[Source records]
---*---

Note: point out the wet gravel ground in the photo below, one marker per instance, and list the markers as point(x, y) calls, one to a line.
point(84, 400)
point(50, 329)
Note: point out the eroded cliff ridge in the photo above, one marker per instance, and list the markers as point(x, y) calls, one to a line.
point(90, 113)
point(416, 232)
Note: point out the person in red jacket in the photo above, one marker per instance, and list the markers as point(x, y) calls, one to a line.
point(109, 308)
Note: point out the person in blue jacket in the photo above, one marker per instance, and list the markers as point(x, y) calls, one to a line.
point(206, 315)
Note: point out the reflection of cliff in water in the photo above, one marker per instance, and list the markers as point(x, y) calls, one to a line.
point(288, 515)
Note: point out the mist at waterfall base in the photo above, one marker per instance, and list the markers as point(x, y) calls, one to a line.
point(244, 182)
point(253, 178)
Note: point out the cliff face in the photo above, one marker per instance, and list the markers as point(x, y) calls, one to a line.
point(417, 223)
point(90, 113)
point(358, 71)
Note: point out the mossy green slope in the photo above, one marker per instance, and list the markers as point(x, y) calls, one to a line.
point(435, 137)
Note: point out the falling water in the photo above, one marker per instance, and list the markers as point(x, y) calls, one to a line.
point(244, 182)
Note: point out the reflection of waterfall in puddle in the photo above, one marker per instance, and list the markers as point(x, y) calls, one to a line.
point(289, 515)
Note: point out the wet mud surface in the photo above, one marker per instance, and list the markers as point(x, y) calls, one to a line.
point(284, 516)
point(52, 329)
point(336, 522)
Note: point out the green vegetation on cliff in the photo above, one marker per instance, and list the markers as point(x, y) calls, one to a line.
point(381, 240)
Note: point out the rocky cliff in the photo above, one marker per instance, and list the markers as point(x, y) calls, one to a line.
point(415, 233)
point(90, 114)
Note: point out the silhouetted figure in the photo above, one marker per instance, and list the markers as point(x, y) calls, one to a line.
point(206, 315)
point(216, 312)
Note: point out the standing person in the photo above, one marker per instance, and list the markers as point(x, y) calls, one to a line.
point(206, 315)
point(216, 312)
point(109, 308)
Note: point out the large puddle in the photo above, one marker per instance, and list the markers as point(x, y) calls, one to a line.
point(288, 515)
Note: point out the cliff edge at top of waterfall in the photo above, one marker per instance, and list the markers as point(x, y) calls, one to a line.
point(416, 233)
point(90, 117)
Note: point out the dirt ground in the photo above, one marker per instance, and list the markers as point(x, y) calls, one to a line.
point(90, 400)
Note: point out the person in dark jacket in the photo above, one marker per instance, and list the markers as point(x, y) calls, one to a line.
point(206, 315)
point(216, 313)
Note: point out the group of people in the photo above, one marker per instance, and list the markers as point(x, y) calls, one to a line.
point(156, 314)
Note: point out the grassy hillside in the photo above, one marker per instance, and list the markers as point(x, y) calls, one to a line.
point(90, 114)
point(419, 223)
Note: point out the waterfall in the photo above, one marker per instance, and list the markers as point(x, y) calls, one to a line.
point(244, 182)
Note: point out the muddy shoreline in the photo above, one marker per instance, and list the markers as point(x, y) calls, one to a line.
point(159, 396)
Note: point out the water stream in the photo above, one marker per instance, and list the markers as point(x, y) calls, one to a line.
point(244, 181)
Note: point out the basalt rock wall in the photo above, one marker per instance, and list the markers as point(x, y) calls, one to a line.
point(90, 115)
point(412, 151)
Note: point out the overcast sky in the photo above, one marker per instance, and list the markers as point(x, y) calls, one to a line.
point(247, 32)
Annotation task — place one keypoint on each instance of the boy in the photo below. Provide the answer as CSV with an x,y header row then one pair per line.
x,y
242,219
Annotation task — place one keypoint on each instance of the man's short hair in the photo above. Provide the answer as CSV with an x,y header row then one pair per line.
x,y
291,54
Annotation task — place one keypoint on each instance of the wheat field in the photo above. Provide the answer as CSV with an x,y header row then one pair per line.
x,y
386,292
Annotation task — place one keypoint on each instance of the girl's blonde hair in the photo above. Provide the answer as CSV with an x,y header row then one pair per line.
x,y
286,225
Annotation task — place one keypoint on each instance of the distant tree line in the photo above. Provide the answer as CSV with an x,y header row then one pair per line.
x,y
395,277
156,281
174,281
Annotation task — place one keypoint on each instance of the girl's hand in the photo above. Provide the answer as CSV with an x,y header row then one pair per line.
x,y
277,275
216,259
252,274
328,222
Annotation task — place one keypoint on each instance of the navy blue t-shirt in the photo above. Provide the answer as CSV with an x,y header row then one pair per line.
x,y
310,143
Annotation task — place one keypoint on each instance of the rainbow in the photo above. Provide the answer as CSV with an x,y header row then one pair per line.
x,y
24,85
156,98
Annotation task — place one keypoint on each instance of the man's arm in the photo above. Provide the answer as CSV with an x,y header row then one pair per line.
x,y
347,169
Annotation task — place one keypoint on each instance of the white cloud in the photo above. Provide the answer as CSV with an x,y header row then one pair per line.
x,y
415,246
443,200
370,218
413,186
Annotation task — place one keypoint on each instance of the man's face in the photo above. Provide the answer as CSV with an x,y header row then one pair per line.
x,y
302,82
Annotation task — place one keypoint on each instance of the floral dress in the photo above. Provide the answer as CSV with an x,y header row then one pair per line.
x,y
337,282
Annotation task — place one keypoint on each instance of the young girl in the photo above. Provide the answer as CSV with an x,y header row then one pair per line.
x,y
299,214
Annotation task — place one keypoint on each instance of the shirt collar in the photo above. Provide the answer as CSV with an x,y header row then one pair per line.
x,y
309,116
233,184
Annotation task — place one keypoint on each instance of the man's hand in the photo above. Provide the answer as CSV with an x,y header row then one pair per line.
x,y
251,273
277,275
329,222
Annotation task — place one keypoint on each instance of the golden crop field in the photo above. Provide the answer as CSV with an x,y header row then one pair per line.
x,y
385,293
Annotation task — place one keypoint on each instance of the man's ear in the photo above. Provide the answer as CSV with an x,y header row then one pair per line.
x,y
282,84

---*---

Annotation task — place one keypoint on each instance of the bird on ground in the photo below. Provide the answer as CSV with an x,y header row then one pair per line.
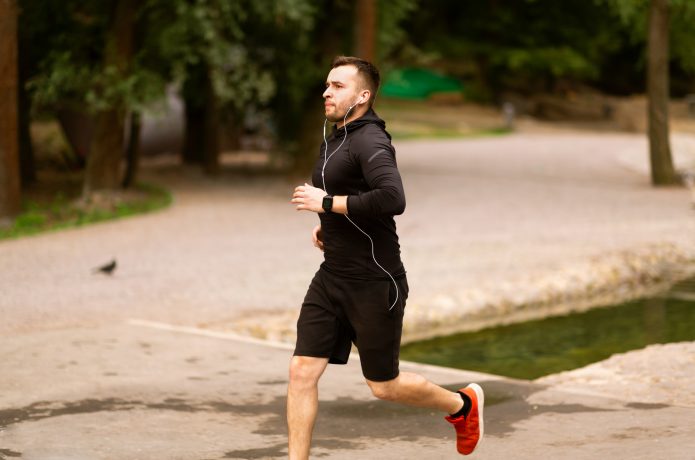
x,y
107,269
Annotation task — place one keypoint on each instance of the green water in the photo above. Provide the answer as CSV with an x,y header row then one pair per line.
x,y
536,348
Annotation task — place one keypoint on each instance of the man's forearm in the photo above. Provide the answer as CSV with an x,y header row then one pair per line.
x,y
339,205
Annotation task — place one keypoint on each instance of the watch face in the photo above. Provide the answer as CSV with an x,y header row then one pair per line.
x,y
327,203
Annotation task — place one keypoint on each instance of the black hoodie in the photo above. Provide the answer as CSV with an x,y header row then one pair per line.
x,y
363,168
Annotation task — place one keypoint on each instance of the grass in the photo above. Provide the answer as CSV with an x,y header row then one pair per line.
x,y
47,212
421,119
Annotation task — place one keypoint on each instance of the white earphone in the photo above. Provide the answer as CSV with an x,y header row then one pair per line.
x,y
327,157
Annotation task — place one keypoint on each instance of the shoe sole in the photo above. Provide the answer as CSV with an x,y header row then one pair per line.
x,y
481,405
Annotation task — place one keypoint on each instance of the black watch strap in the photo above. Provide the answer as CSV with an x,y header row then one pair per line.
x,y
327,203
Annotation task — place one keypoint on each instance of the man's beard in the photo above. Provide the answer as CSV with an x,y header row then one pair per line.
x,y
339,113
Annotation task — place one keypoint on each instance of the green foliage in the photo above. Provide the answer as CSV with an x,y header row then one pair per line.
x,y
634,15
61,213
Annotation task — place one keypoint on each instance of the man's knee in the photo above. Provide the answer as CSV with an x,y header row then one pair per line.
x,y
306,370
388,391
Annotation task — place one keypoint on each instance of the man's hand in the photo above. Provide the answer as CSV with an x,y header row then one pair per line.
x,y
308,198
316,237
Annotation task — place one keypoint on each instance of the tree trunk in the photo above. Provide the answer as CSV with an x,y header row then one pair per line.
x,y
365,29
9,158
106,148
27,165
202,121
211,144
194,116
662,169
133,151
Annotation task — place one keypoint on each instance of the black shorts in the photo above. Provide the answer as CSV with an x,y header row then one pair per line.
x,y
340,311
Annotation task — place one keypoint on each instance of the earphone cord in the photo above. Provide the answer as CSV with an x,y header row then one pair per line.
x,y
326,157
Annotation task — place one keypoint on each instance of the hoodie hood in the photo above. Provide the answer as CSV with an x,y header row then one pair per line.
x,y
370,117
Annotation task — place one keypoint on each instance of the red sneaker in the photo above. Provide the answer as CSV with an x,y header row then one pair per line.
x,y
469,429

---*---

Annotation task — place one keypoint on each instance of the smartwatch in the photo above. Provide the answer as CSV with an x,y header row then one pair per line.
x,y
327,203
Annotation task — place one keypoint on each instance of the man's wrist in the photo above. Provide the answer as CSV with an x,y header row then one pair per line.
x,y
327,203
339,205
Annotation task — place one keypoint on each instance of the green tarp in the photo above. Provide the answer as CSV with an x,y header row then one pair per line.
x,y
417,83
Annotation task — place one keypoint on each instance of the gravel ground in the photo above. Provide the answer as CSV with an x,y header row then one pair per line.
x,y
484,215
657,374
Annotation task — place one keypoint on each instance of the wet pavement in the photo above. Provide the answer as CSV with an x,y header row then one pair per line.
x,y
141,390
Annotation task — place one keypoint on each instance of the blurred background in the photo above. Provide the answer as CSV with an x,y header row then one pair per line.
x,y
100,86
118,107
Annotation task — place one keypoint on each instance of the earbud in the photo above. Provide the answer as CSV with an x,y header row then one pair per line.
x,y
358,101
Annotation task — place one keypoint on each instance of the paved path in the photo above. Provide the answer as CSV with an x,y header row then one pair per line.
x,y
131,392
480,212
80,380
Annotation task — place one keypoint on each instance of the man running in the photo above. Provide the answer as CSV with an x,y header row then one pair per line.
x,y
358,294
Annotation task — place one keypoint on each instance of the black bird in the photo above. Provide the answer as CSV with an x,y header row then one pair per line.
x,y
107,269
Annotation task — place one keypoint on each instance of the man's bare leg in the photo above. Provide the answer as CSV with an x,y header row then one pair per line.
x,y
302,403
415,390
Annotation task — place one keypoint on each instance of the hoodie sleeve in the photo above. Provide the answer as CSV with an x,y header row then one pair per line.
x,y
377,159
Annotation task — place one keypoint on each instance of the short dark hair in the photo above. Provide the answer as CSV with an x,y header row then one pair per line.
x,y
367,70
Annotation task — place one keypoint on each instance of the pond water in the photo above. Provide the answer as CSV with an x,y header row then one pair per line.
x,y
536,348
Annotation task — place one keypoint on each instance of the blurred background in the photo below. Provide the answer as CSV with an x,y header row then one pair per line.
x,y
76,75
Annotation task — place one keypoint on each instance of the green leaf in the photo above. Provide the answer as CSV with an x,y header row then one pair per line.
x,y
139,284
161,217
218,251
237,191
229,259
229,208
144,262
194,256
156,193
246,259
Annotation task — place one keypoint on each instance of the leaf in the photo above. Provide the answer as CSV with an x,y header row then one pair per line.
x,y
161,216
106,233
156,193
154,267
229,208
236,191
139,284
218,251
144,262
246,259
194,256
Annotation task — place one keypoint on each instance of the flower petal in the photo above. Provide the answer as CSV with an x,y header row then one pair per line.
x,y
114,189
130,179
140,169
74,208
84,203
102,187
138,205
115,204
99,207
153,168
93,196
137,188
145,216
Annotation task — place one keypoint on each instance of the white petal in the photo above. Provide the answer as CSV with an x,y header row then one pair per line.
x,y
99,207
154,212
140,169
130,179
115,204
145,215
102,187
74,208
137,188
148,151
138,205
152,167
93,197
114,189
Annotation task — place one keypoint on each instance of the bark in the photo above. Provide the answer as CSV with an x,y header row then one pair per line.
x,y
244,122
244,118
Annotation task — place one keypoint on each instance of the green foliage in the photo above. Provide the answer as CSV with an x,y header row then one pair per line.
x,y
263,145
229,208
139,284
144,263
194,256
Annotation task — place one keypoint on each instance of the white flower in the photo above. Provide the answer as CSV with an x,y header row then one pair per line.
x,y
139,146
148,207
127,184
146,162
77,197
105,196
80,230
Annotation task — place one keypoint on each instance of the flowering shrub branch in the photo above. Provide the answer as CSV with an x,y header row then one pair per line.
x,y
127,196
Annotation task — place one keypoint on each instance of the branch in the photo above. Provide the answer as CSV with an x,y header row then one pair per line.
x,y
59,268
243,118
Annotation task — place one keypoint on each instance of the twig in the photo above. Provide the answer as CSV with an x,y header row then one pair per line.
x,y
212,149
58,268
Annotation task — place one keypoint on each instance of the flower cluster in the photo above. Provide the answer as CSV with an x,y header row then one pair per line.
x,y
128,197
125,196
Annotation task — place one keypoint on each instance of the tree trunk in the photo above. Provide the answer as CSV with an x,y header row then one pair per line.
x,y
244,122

---*---

Swap "waterfall" for "cascade" in the records, starting at the line that contains "Note: point out the standing" and stopping after the line that contains "point(412, 151)", and change nothing else. Reproduce only those lines.

Note: point out the standing person in the photo above, one marker per instance, and list the markers as point(x, y) calls, one to a line.
point(206, 315)
point(216, 312)
point(109, 308)
Note: point out the large puddle in the photo above, one marker per instance, and list the markers as point(x, y) calls, one to a line.
point(288, 515)
Note: point out the cliff edge at top of cascade in the photo above, one marker per instance, and list the markers as point(x, y) calls, one to a line.
point(416, 233)
point(90, 117)
Note: point out the dirt ground in the photo above, one marker per instance, and list the markers as point(x, y) calls, one to a line.
point(90, 400)
Note: point out the person in dark jacket in the photo above, one marker per instance, and list the markers as point(x, y) calls, one to a line.
point(206, 315)
point(216, 313)
Note: point out the group of people in the photo above, one marker per instance, and list the markers as point(x, y) calls, one to a line.
point(156, 314)
Note: point out the grassy hillside in the photo above, one marker per instance, and list the markers as point(x, y) calls, one to a line.
point(90, 114)
point(419, 223)
Note: point out the cascade in the photo above, one marker per instance, and list the markers as point(x, y) calls, one to a line.
point(244, 182)
Note: point out the muddy shoreline in the photo above, one marker per instance, and list the markers as point(x, y) calls, one to a line.
point(159, 396)
Note: point out the water stream in the photo above, one marker per instance, and list the markers as point(x, y) calls, one to a line.
point(244, 181)
Note: point out the basalt rock wall in the photo above, one marker per instance, and list the markers as point(x, y) calls, one to a line.
point(90, 115)
point(412, 151)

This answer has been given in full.